Copy out each of the records below word for word, keeping every line as it is.

→ **Dataset records**
--- start ---

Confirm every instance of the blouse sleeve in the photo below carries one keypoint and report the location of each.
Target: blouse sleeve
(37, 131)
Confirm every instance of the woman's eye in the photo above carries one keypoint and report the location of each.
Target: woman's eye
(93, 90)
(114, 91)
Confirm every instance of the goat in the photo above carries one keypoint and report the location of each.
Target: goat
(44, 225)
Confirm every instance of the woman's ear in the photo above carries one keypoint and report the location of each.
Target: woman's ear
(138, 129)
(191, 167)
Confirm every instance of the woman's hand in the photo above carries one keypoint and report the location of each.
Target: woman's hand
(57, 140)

--- end ---

→ **Complete answer**
Confirm every instance of the blouse sleeve in the photo below carries one keypoint and report the location of each.
Target: blouse sleeve
(37, 131)
Confirm every instance of the woman's eye in the photo above carries one keypoint and report the location of each.
Target: woman's eye
(93, 90)
(114, 91)
Confirm every instance of the goat in the photo above carries one keypoint and report the location of each.
Target: goat
(44, 225)
Confirm every instance of the woman's ear in the photo above carries one keypoint and report the location of each.
Target: woman's ear
(138, 129)
(191, 167)
Confirm every instance of the woman's hand in the photo above carries one keypoint and report the location of each.
Target: woman's hand
(57, 140)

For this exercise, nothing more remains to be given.